§ 작성할 내용
"[outline] tree shadow" 문구가 있는 줄에서 시작해 "57 227 L 50" 문구가 있는 줄까지 다시 쓰되, "tree shadow" 부분만 "cast shadow" 표현으로 바꾸고 나머지는 그대로 두세요.

§ 입력 자료
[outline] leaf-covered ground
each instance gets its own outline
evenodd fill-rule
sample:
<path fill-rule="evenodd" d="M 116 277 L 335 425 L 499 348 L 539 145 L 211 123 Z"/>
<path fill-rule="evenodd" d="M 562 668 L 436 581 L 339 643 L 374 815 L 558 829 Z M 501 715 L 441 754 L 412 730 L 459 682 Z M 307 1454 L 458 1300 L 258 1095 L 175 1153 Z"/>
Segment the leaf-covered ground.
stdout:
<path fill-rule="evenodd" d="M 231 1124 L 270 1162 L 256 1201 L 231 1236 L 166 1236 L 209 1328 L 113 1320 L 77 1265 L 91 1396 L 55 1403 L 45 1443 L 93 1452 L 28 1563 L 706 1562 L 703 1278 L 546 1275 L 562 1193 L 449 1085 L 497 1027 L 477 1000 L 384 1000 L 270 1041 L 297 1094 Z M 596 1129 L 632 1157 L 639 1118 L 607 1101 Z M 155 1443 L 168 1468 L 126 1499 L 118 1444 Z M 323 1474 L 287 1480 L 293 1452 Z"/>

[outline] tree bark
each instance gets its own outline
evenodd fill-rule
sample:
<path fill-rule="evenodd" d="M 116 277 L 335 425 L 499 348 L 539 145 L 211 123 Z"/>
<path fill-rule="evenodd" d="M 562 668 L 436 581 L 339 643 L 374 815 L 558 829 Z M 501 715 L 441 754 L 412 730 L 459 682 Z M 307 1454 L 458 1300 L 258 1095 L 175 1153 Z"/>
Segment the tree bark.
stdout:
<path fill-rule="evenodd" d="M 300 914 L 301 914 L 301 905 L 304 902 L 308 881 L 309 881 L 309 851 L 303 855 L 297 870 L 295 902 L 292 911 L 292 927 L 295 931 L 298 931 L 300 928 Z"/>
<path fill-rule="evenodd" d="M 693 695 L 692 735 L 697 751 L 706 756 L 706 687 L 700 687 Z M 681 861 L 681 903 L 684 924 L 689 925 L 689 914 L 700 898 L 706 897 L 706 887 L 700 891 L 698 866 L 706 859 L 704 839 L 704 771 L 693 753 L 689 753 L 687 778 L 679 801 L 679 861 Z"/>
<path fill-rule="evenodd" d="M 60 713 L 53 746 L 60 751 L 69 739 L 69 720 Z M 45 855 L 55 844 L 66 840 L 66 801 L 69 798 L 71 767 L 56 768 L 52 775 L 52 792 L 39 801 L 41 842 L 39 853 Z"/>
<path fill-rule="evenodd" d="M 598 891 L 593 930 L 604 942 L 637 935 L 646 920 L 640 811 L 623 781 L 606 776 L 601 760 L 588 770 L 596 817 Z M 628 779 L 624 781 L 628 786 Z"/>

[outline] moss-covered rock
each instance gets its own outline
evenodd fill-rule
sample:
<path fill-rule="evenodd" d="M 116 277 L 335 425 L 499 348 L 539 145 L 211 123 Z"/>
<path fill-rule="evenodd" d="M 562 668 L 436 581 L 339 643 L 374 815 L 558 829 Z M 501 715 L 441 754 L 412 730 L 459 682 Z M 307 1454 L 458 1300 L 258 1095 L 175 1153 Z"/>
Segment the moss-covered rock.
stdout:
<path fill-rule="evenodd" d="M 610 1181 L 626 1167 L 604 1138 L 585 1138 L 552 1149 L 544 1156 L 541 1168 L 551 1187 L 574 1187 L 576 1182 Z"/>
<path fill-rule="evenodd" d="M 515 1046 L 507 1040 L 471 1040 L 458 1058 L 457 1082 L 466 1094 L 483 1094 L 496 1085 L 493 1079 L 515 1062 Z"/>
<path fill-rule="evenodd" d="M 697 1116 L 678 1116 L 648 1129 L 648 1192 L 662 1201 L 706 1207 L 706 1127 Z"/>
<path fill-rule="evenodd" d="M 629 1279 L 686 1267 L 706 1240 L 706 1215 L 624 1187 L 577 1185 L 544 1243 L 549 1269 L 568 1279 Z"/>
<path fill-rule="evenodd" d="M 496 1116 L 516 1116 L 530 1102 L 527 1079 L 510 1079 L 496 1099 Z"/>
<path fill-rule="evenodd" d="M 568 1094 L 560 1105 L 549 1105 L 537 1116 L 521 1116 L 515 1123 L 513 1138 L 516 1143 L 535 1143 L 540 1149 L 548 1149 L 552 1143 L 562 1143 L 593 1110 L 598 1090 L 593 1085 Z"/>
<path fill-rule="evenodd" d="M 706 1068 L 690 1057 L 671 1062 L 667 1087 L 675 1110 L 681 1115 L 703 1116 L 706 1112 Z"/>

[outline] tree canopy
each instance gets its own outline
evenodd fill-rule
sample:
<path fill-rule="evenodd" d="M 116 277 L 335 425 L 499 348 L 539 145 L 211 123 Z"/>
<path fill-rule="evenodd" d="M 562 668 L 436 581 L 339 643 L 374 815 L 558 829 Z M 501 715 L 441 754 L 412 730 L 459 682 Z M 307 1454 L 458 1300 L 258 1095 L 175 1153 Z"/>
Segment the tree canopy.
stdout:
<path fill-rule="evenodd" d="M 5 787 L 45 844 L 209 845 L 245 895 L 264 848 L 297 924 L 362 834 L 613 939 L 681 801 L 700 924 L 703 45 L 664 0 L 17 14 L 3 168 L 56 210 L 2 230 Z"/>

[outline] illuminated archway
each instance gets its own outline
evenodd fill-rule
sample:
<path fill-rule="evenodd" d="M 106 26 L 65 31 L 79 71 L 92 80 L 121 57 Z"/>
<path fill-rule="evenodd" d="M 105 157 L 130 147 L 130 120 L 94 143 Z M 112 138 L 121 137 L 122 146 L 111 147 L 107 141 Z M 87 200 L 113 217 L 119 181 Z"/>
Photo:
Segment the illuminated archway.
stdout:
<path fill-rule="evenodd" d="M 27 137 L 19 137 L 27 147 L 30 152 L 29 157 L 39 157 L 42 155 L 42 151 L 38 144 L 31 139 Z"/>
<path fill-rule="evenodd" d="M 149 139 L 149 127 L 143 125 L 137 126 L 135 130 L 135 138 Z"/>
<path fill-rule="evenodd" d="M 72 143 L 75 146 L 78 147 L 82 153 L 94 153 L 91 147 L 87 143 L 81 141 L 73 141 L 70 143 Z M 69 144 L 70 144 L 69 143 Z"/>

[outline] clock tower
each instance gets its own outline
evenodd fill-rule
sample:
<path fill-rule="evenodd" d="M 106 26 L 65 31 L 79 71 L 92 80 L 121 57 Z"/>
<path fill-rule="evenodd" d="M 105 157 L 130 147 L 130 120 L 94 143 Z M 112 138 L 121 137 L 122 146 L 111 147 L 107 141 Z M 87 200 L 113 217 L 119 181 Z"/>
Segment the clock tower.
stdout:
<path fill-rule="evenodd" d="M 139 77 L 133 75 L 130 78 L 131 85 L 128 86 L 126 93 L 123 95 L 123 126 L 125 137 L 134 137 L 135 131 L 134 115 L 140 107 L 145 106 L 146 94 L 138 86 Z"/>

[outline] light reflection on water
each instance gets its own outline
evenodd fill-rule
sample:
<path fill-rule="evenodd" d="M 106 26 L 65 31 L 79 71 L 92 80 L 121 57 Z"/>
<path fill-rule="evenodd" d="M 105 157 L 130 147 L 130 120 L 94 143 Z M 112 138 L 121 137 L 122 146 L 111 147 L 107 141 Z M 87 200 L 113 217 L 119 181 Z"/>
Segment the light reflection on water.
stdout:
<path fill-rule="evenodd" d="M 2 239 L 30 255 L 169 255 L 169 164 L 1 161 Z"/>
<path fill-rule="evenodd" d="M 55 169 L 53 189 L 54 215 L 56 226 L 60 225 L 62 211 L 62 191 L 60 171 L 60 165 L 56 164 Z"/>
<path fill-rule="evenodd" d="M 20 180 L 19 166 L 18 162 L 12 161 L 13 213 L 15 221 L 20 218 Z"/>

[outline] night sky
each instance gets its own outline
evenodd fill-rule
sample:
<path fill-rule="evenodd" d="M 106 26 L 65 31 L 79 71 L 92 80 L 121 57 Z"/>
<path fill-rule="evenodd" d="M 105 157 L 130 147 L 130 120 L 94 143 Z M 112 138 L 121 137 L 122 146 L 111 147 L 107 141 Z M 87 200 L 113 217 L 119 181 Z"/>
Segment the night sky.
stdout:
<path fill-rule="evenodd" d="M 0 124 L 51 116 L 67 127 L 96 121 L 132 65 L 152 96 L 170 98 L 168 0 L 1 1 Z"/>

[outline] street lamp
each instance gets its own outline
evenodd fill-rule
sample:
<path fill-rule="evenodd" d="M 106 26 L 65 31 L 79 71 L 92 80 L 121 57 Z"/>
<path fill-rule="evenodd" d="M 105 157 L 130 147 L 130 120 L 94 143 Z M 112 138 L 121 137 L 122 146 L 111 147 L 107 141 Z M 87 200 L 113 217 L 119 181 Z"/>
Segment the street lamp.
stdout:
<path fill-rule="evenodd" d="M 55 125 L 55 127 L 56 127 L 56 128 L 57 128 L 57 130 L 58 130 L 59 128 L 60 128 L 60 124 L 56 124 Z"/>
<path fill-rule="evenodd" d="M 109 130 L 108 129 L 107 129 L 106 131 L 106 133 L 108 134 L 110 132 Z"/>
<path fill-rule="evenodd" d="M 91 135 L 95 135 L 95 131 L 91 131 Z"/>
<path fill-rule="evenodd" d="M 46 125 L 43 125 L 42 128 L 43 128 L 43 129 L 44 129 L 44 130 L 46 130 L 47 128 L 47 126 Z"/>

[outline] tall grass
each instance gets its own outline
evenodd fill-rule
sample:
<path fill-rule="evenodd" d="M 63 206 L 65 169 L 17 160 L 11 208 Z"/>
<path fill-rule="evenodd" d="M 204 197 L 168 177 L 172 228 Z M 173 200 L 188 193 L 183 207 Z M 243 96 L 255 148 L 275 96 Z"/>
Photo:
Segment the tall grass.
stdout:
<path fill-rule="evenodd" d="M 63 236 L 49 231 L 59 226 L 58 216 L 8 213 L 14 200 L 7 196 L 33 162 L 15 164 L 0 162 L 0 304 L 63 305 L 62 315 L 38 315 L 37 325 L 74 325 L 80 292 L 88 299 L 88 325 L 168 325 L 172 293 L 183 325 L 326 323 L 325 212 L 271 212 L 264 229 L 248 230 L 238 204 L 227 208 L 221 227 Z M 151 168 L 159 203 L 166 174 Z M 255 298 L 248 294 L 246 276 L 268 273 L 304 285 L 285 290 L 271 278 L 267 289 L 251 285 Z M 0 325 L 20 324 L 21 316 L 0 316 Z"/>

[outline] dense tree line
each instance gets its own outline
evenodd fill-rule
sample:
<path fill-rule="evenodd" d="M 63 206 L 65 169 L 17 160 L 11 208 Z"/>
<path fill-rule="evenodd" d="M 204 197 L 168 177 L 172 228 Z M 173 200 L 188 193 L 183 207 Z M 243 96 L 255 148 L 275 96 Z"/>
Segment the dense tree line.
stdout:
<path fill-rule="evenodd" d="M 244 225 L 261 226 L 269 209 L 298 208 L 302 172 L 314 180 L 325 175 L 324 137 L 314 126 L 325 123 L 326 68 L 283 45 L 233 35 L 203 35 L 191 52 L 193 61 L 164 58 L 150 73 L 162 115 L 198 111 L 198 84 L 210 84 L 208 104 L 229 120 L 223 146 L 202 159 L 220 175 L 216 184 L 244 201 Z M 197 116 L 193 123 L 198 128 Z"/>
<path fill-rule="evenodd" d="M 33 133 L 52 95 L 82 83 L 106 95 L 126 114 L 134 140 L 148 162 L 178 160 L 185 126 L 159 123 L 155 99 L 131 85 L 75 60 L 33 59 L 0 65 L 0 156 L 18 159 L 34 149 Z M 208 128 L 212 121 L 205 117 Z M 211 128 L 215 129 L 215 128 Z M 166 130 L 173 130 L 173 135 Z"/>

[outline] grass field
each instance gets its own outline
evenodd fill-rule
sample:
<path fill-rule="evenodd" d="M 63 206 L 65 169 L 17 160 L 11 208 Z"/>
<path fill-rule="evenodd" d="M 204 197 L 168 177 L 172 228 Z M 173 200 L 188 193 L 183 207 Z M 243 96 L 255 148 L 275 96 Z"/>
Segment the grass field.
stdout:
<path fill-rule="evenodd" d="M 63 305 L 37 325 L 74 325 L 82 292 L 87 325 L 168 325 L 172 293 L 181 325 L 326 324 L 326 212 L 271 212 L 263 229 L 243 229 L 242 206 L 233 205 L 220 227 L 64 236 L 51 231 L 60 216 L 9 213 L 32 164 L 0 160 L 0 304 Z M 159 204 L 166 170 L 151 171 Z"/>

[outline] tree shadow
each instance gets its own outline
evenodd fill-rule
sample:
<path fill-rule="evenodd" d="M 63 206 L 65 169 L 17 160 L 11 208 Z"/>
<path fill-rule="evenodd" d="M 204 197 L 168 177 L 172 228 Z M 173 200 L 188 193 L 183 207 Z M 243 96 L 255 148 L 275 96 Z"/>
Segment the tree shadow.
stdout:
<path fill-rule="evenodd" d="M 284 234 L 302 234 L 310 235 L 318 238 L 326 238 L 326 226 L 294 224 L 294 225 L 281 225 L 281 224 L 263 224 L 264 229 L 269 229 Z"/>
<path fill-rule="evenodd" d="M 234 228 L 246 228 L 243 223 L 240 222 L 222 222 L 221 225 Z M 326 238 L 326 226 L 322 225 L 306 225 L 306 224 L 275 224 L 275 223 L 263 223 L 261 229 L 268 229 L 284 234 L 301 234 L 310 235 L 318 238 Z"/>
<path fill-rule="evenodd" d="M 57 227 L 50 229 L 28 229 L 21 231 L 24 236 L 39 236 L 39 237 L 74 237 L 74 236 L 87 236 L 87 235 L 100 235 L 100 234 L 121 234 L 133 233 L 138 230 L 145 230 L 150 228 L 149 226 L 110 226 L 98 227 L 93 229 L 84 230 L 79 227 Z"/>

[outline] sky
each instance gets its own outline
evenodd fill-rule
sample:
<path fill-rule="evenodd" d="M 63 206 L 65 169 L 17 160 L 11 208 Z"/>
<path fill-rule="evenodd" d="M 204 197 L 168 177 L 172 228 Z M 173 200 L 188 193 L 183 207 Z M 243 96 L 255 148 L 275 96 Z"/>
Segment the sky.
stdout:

§ 결과물
[outline] cast shadow
each instance gets its own outline
evenodd fill-rule
sample:
<path fill-rule="evenodd" d="M 63 206 L 65 169 L 17 160 L 11 208 Z"/>
<path fill-rule="evenodd" d="M 204 197 L 168 177 L 172 228 Z M 173 200 L 188 193 L 183 207 Z M 243 96 L 255 148 L 275 96 Z"/>
Segment the cast shadow.
stdout:
<path fill-rule="evenodd" d="M 284 234 L 302 234 L 310 235 L 318 238 L 326 238 L 326 226 L 294 224 L 294 225 L 281 225 L 281 224 L 263 224 L 264 229 L 269 229 Z"/>
<path fill-rule="evenodd" d="M 234 228 L 246 228 L 243 223 L 240 222 L 222 222 L 221 225 Z M 326 238 L 326 226 L 322 225 L 306 225 L 306 224 L 275 224 L 275 223 L 263 223 L 261 229 L 268 229 L 284 234 L 301 234 L 310 235 L 318 238 Z"/>
<path fill-rule="evenodd" d="M 57 227 L 50 229 L 28 229 L 21 231 L 24 236 L 39 236 L 39 237 L 74 237 L 74 236 L 87 236 L 87 235 L 100 235 L 100 234 L 121 234 L 133 233 L 138 230 L 145 230 L 150 228 L 149 226 L 110 226 L 98 227 L 93 229 L 84 230 L 79 227 Z"/>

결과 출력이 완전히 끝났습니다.